● **Given problem**
Find the line containing "Would you be able to tag each instance of the pile", then output it and every line after it through the end of the listing below, exactly as written.

● **Information given**
▼

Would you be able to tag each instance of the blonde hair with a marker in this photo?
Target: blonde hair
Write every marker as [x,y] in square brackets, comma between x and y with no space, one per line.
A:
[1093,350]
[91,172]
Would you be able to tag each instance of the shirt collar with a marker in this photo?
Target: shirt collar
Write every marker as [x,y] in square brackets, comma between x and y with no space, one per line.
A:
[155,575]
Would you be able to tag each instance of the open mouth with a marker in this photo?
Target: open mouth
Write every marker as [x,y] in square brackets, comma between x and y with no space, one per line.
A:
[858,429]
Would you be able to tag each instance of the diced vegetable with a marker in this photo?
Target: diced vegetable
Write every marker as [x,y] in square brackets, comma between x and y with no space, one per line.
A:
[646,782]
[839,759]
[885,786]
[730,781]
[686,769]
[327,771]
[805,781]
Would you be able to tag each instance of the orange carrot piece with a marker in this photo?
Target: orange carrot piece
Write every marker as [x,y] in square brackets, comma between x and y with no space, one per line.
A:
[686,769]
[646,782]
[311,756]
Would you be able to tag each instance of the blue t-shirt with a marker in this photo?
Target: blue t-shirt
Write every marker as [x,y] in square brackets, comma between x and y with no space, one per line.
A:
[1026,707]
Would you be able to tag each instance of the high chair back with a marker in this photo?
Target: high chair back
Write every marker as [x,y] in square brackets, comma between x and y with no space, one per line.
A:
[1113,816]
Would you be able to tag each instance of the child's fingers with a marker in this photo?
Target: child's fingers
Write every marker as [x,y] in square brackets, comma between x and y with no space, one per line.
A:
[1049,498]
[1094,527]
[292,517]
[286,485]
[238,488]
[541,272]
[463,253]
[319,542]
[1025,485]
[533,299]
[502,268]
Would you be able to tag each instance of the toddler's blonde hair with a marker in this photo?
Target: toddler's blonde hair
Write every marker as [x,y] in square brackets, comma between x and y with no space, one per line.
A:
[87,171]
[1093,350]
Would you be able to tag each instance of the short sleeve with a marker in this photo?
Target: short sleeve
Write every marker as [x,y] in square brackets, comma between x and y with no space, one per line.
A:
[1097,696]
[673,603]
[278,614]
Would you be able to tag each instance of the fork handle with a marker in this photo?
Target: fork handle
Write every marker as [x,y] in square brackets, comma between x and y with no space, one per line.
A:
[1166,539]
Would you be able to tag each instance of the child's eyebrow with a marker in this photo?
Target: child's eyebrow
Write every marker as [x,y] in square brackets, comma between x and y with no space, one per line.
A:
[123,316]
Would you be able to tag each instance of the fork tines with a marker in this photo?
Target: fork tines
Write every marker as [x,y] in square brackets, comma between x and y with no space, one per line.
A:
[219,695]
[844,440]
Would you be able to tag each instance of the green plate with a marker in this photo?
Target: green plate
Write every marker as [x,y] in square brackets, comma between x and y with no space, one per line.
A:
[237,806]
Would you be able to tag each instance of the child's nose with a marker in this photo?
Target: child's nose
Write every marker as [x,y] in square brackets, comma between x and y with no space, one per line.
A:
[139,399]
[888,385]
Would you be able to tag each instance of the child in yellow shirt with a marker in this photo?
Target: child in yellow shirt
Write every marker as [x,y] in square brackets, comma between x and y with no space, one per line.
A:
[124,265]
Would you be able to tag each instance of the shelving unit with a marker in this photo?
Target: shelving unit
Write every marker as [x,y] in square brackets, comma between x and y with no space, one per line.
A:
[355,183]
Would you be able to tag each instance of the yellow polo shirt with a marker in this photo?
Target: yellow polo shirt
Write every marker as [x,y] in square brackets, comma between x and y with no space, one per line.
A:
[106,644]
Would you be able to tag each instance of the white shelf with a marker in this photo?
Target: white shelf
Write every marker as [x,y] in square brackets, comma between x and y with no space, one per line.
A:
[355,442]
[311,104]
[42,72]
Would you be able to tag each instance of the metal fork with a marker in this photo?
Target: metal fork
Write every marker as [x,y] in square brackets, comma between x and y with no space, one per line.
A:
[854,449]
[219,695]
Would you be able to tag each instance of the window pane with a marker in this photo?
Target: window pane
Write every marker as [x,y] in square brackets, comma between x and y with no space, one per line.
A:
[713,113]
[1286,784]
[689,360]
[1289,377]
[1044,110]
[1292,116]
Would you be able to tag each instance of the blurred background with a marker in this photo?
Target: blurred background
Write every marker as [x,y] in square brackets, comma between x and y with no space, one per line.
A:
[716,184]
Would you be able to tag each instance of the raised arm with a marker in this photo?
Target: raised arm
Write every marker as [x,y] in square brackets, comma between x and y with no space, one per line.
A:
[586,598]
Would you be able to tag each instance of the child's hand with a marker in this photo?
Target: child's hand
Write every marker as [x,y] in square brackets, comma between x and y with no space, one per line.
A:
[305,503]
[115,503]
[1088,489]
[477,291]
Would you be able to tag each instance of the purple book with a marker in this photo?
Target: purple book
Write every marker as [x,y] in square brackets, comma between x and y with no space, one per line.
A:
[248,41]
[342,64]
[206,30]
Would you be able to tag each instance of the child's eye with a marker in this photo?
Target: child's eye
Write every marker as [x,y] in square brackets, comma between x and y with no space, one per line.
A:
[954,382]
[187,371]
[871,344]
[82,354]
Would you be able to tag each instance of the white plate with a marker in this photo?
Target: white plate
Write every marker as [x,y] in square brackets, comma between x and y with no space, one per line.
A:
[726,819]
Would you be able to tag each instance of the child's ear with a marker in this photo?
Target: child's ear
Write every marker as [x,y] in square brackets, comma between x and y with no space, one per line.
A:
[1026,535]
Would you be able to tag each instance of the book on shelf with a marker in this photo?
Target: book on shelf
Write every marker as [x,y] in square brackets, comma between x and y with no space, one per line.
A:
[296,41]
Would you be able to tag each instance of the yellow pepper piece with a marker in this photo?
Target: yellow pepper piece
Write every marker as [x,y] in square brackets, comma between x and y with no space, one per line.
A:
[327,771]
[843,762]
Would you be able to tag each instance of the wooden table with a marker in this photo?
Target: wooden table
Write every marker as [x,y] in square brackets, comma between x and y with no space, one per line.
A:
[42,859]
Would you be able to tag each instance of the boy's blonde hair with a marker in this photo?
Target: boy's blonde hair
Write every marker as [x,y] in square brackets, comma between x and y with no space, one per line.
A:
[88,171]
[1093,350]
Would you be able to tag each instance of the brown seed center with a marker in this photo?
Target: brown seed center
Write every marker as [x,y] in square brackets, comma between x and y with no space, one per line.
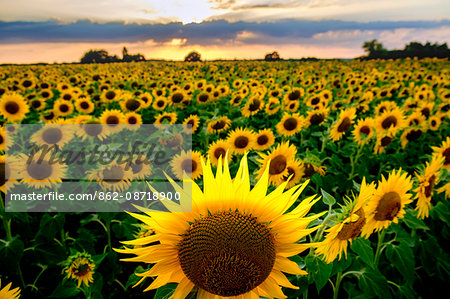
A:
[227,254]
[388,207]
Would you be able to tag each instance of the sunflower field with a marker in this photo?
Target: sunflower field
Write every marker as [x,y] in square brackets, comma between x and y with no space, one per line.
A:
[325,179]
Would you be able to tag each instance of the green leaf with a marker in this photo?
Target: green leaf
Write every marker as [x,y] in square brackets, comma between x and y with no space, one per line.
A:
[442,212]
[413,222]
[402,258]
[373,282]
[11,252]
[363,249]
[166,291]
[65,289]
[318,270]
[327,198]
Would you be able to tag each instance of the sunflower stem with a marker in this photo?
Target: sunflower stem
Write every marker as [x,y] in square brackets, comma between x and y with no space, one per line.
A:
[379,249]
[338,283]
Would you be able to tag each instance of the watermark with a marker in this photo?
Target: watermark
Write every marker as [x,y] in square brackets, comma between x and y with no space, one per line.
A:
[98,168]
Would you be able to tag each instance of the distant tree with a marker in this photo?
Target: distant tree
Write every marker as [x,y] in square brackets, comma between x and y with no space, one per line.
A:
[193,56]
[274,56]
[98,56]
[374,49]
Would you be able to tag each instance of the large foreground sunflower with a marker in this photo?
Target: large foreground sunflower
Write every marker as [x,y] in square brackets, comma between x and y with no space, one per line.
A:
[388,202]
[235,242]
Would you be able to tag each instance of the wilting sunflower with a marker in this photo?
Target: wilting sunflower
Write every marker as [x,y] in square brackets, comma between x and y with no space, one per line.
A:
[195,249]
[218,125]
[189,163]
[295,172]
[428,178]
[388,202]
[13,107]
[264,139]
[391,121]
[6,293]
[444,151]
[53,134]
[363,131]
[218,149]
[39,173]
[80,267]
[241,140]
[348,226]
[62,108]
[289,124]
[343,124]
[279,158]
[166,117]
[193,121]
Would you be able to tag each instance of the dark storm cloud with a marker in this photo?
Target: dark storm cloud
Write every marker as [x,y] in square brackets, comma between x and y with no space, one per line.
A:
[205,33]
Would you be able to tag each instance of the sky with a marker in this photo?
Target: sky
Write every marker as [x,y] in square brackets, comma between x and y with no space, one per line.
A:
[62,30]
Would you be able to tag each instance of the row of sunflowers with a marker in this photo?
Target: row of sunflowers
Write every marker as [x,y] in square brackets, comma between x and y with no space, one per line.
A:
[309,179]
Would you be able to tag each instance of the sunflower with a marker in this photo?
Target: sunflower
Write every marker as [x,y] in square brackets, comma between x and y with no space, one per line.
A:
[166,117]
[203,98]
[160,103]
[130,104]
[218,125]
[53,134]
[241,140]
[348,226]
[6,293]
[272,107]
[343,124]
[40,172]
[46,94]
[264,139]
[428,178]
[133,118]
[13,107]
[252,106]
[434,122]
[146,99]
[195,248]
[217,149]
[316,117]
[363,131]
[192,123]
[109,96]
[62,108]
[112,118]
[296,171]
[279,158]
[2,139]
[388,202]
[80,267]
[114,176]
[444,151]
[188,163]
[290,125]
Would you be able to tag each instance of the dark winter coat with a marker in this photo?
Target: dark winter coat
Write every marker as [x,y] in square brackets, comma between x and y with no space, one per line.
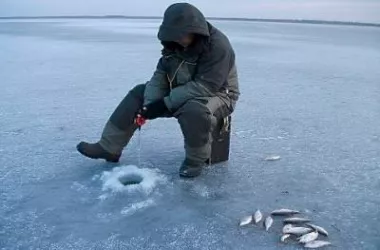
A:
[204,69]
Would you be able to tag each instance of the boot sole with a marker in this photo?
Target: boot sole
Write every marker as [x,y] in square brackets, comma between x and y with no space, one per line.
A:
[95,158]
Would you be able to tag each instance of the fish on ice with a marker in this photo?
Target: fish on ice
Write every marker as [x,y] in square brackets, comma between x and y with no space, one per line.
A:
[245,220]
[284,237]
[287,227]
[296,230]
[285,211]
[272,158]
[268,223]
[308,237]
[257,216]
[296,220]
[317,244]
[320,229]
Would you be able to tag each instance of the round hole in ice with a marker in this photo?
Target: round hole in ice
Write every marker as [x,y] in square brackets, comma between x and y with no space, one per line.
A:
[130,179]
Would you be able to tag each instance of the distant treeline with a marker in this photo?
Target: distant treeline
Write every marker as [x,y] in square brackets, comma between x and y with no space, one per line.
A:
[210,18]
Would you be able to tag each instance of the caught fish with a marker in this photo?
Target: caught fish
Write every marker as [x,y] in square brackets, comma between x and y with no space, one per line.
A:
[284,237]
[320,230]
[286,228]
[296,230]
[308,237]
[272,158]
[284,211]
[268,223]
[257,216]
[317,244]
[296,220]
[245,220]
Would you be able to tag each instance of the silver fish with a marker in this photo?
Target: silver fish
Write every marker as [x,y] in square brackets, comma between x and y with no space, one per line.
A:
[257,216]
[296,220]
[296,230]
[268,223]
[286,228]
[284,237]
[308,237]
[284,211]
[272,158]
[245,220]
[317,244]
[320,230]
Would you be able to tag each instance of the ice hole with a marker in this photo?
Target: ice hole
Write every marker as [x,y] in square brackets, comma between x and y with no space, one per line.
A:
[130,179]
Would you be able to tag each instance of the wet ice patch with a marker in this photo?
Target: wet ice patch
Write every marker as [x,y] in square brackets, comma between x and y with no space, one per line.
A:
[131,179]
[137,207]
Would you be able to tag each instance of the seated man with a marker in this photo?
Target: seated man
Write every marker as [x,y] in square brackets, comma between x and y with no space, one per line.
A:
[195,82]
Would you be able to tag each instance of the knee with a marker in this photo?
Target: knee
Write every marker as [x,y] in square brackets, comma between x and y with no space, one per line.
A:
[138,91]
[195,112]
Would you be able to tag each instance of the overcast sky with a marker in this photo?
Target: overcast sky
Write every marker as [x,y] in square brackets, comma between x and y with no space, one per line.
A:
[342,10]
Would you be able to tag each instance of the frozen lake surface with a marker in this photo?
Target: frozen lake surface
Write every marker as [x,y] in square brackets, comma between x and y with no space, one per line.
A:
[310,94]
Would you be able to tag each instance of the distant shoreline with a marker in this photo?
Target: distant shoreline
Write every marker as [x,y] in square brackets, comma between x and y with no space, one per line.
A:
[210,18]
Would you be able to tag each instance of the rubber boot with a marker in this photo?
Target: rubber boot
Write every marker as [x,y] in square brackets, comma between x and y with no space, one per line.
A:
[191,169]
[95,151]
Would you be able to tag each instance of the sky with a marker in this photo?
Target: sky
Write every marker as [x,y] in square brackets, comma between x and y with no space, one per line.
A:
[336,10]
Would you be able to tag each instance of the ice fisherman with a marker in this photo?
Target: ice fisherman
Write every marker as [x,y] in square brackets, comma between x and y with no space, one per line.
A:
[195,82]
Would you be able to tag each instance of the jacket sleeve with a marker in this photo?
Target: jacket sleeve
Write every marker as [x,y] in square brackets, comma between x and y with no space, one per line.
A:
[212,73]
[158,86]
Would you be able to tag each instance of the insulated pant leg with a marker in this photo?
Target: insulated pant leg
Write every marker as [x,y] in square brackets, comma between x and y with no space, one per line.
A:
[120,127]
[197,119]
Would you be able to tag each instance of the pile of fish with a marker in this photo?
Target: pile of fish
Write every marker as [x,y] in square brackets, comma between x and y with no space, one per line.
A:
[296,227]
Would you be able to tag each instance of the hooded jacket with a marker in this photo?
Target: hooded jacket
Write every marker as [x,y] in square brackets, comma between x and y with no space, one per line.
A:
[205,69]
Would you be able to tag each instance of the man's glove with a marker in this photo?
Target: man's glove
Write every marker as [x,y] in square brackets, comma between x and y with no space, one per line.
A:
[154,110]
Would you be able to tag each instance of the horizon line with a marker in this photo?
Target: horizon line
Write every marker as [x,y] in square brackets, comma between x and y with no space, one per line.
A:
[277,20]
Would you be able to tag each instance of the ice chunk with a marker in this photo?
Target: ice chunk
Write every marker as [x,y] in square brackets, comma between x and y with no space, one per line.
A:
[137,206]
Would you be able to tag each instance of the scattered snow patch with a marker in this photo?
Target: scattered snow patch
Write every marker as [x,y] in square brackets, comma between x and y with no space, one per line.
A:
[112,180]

▲

● **Problem solution**
Would you be able to tag each instance of the pile of fish with a marker in this photo?
Target: pile of fish
Write every marker as [x,y] in square brackets, comma between x and y with no space, one per line.
A:
[296,227]
Would you be able to tag each instance of the hooded jacket with a marker in this photo?
Target: hooded jacket
Write every marker as [x,y] in square brackets, comma between x and y with no space, one per line.
A:
[205,69]
Would you be able to tag each instance of the man's glove with a marker in this photo?
Target: man's glove
Write every marker as [x,y] in square brackets, comma between x and y with no space, one per line.
A:
[154,110]
Would you be able to tag each instance of the horizon line with a marker in this photo?
Target: horizon line
Write every marker as [x,y] in square brackets, comma between x and y with no space, one per line.
A:
[277,20]
Would you be able to tag each instance of the ice chunk with a marker in this photo?
Target: ice chunk
Write every marker as [x,y] in square brackets, comma between x and y with no space, one per line.
A:
[137,206]
Would you be able to tag each instance of the scattered snow patch with a marker in this photo?
Target: scattered snow patch
Write every marker as [x,y] in square brackets, comma between x and y with no space, one per line.
A:
[112,180]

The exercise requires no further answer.